Black man white skin

*If you want to know more about albinos in Africa, you can watch the documentary: Hombre negro piel blanca (Black man white skin).


During September 2017 Ana Cristina Herreros and Daniel Tornero travelled to Matola (Mozambique) and visited the places where albinos go to receive help.


casa de Matola

* The house of the Mercedarian Sisters of Matola where the albinos go.


There they contacted albino women who told them their stories and held illustration workshops with albino and non-albino children where they illustrated, with the collage technique, the characters that inhabit their stories.


manos de Susana

*Susana lives from by selling charcoal, which she makes by burning wood.



Susana contando cuentos

*Susana knows a lot of tales.


taller de ilustración con niños

*Illustration workshop with albino children.


Ana Cristina con un niño albino

*Ana Cristina Herreros with one of the children

After they were in Maputo, in a center called Hakumana, where street children are helped. They arrive in the morning; they have breakfast and receive school support. They also have a kitchen garden and a trade house where the women sew. And a community nursery where they take care of the babies of working mothers.


recopilando cuentos de los niños

*This is Sebastiao, a street boy who every morning arrives at Hakumana.


And they also visited the House of Gaiato, in Boane, a home for children who do not have one.


comedor del colegio Boane de Casa do Gaiato

* The canteen for the youngest children of the Boane school in the House of Gaiato


In these places they listened to children and adults tell their stories and tales. They also chose albino and non-albino people because the aim of this work of collecting oral memory is to show that albinos are people and not spirits because they tell the same stories as non-albino people in Mozambique. And spirits do not tell stories but human beings do. This is how, through literature and painting, we want to show the humanity of these black people with white skin, who have so many difficulties because they are different.


Daniel Tornero y el señor Maganha

* Daniel Tornero listening to Mr. Maganha, father of an albino girl.


After this compilation work, we are working in the edition of a book to be titled: Los cuentos del conejo y otros cuentos de la gente albina de Mozambique (Rabbit tales and other tales from the albino people of Mozambique), which we will publish in Libros de las Malas Compañías in their Serie Negra (Black Series). It will be titled like that due to the more than 50 stories we collected, more than 30 of them feature the rabbit, a small and defenceless animal, without claws or sharp fangs, but who manages to defeat all the beasts of the jungle thanks to his cunning and intelligence. A hero on a par with the albinos and street people of Mozambique.


resultados del taller de ilustración de Daniel Tornero

* Rabbits and other creatures that come out of Daniel Tornero’s illustration workshops.

QUESTIONS =
1. Copy the text about albinos in Mozambique from "After this compilation" to "Tornero’s illustration workshops.", substituting "forest" for "jungle".
2. In the text about albinos in Mozambique, what is the name of the center in Maputo that helps street children?

GIVEN INFORMATION =
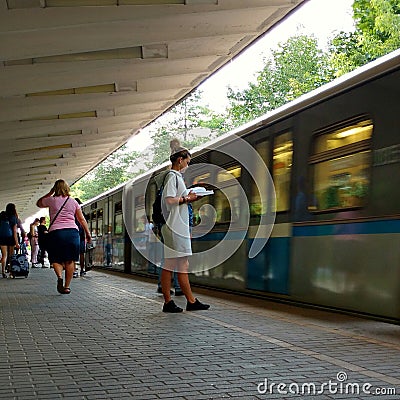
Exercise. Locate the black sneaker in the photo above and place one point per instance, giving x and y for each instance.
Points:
(196, 306)
(171, 307)
(159, 290)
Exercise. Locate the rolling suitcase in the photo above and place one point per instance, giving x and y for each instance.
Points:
(19, 264)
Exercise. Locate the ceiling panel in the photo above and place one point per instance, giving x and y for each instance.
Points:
(80, 77)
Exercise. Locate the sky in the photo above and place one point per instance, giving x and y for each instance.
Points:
(321, 18)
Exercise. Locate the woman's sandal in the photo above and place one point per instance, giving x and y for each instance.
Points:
(60, 285)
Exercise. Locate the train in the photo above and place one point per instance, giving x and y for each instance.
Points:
(306, 199)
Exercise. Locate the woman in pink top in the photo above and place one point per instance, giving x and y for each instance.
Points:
(63, 236)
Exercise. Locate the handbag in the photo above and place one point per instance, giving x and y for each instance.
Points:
(45, 238)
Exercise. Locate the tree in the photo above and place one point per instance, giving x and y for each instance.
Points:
(296, 67)
(377, 33)
(179, 122)
(108, 174)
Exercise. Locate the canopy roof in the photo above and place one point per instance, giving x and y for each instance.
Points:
(78, 78)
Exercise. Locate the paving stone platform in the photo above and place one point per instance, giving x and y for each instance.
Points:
(109, 339)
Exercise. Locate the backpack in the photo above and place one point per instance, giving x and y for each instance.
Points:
(5, 227)
(158, 212)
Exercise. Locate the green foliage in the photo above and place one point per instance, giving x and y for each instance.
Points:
(377, 33)
(108, 174)
(185, 116)
(296, 67)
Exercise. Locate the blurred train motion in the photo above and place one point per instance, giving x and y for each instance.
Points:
(334, 158)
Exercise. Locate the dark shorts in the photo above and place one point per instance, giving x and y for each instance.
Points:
(10, 241)
(63, 245)
(82, 246)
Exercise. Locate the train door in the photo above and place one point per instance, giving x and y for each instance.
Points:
(269, 270)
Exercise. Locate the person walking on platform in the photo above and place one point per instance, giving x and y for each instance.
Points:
(176, 232)
(8, 235)
(42, 232)
(82, 245)
(33, 238)
(63, 237)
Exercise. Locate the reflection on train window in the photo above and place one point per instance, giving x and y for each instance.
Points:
(341, 169)
(228, 174)
(100, 227)
(257, 208)
(196, 209)
(118, 224)
(140, 219)
(203, 178)
(344, 137)
(226, 212)
(282, 166)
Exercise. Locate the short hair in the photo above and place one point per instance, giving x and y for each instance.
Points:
(61, 188)
(178, 151)
(11, 209)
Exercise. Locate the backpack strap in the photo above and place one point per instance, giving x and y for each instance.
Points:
(58, 212)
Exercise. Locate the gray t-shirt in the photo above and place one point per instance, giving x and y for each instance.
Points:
(176, 232)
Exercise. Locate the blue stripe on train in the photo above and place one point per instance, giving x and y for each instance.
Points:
(351, 228)
(269, 270)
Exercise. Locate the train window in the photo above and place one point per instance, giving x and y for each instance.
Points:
(118, 221)
(118, 224)
(140, 214)
(354, 133)
(341, 163)
(229, 173)
(230, 190)
(282, 167)
(203, 178)
(256, 207)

TASK-BY-TASK OUTPUTS =
1.
After this compilation work, we are working in the edition of a book to be titled: Los cuentos del conejo y otros cuentos de la gente albina de Mozambique (Rabbit tales and other tales from the albino people of Mozambique), which we will publish in Libros de las Malas Compañías in their Serie Negra (Black Series). It will be titled like that due to the more than 50 stories we collected, more than 30 of them feature the rabbit, a small and defenceless animal, without claws or sharp fangs, but who manages to defeat all the beasts of the forest thanks to his cunning and intelligence. A hero on a par with the albinos and street people of Mozambique.


resultados del taller de ilustración de Daniel Tornero

* Rabbits and other creatures that come out of Daniel Tornero’s illustration workshops.

2. Hakumana